Dataset records
- - - -
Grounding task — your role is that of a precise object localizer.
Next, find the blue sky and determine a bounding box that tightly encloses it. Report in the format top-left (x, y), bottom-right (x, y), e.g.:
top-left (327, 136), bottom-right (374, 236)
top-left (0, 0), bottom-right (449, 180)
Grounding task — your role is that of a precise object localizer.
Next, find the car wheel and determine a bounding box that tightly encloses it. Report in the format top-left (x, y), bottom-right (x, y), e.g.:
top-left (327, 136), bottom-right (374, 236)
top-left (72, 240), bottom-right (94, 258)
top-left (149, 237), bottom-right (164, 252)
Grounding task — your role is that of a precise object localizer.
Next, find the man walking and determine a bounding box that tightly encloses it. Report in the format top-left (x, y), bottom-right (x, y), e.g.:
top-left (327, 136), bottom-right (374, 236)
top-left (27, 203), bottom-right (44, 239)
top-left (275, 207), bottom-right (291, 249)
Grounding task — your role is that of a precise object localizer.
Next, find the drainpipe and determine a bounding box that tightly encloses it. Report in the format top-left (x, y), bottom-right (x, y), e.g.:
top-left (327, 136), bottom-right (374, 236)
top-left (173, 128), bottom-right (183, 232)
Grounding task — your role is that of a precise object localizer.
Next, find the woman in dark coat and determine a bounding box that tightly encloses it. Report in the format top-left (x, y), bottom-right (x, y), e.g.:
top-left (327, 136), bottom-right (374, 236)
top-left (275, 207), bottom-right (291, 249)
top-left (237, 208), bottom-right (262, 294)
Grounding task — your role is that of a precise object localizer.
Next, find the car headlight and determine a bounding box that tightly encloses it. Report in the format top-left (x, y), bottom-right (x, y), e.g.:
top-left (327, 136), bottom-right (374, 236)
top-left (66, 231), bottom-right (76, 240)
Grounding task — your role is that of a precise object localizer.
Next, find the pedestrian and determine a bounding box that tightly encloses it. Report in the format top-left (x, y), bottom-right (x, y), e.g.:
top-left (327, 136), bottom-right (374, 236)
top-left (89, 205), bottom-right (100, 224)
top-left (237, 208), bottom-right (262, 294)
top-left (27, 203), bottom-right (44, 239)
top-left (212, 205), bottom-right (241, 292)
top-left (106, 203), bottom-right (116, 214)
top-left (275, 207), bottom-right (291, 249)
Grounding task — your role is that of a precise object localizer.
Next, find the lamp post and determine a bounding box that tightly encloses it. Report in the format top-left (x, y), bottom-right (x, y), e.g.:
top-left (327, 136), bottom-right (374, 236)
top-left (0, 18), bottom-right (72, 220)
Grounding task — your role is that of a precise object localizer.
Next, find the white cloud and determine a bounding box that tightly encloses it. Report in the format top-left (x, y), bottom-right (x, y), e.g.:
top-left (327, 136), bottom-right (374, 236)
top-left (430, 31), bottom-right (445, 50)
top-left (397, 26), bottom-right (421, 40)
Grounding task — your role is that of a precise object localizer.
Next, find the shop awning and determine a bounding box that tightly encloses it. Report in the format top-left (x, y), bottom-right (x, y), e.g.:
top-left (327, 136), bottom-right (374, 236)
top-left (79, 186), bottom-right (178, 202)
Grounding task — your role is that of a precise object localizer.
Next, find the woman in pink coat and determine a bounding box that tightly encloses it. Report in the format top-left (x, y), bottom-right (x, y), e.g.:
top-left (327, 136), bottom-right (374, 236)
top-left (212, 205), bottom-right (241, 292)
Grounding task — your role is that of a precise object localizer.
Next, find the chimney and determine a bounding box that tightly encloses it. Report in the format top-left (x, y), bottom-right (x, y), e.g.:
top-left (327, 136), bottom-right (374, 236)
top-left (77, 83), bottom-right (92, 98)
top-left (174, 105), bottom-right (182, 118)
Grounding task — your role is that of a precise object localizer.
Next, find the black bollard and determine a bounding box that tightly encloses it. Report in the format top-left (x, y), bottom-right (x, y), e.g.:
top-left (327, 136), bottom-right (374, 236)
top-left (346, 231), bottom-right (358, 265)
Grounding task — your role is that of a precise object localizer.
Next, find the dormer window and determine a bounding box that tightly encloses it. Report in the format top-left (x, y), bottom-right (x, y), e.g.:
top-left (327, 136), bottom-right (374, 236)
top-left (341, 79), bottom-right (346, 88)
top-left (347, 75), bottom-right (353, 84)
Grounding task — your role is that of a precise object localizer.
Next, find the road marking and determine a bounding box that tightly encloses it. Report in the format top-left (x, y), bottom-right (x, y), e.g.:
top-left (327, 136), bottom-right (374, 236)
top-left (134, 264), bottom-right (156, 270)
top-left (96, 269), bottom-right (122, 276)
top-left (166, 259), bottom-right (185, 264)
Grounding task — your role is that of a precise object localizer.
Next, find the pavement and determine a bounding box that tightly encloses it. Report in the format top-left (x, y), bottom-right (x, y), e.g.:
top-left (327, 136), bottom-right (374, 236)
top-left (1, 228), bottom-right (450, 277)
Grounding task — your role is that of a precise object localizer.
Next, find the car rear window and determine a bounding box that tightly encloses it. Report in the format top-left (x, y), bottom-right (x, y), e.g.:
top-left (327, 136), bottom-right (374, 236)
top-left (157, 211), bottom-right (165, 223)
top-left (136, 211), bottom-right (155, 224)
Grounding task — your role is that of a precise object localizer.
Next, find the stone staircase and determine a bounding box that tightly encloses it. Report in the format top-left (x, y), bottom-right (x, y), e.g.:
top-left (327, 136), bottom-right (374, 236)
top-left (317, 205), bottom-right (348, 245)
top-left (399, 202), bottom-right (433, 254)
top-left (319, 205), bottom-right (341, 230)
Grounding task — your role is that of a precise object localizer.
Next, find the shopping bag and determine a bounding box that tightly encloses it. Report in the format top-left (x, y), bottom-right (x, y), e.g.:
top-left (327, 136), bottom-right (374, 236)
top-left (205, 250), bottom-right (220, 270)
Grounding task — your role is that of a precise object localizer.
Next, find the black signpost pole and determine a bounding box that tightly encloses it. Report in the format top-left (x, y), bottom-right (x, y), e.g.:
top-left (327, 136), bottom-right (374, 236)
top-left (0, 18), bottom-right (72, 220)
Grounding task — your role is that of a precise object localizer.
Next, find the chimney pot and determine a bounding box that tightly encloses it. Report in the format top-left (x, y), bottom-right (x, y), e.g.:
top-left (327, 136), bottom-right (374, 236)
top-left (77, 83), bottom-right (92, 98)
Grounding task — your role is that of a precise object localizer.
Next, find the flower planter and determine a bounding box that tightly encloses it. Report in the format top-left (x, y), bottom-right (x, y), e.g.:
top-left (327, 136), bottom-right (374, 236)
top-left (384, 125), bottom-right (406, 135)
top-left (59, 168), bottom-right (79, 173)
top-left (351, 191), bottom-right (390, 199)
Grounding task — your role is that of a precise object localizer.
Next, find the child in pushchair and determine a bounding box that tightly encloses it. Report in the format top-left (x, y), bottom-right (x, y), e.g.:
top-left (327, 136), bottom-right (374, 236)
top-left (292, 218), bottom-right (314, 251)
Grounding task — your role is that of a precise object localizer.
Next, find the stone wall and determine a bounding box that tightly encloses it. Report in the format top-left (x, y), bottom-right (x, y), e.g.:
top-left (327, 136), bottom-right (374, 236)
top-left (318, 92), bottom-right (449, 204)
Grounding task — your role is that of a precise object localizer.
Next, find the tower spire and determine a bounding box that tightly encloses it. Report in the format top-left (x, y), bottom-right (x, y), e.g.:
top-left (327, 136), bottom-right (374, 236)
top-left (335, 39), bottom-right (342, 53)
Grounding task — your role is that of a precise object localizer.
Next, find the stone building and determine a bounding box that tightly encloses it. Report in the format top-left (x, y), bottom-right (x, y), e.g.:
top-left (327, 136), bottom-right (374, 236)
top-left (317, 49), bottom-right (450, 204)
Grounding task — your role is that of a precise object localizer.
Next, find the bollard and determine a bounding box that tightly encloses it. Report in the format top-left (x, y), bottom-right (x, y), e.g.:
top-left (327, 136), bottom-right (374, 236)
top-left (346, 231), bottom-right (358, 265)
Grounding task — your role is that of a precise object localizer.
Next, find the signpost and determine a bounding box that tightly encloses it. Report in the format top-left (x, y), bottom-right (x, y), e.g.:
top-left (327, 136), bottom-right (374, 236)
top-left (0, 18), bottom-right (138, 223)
- - - -
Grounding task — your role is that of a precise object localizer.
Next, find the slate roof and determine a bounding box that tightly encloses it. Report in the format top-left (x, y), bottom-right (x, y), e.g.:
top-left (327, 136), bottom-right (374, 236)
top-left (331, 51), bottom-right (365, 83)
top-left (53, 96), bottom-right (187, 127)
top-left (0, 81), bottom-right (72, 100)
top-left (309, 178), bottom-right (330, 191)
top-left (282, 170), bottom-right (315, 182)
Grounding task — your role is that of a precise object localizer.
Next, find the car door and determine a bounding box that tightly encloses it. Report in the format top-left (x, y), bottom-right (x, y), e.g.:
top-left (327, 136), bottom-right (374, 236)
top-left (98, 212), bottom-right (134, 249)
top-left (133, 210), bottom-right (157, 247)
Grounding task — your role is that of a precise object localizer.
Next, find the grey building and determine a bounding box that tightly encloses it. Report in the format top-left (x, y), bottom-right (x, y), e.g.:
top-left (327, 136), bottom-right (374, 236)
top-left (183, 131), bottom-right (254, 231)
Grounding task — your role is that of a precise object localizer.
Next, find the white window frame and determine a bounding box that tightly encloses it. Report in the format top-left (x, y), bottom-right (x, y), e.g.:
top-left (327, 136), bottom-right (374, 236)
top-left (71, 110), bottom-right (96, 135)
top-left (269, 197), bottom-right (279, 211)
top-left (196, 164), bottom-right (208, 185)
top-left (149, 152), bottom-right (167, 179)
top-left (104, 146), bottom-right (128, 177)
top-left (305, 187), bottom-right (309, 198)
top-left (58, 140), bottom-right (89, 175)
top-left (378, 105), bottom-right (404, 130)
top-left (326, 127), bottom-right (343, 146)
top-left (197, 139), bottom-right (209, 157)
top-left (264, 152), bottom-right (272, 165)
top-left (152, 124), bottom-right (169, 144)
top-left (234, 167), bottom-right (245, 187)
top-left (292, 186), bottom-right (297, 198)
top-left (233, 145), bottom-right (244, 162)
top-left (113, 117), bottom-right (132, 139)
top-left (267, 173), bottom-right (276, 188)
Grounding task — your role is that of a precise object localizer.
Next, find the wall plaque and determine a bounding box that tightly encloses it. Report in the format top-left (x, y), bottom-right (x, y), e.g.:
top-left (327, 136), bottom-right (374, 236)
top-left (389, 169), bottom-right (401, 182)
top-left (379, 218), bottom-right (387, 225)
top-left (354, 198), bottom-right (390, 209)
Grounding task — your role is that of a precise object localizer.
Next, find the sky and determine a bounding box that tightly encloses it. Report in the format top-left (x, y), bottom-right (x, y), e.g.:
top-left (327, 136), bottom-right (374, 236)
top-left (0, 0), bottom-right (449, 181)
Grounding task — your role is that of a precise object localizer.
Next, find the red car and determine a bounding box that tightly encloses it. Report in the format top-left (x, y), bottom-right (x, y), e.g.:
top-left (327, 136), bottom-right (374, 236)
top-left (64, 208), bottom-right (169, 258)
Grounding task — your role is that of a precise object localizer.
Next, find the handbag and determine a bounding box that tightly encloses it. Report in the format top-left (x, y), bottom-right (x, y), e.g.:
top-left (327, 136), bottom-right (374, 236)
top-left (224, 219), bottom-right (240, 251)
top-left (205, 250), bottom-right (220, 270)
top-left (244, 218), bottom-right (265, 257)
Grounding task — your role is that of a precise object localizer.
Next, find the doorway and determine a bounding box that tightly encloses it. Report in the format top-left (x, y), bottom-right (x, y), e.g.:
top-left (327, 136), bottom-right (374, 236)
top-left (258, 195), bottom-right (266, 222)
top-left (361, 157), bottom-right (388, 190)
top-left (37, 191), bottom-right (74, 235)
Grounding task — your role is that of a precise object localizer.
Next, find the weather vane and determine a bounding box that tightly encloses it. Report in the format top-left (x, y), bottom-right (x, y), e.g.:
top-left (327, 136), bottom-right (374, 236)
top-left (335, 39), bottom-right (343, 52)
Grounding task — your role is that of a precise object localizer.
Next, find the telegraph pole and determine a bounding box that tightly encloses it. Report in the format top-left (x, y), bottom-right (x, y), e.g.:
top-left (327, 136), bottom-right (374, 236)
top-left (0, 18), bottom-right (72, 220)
- - - -
* TASK TO CARRY OUT *
Apply a filter for "woman" to the data above, then copy each line that matches.

* RESPONSE BOX *
Next, find the woman in dark coat and determine a bounding box that tightly encloses it. Report in the format top-left (x, y), bottom-right (x, y), e.g.:
Next, find the woman in pink coat and determine a bounding box that tightly encloses it. Report in the format top-left (x, y), bottom-right (x, y), e.g.:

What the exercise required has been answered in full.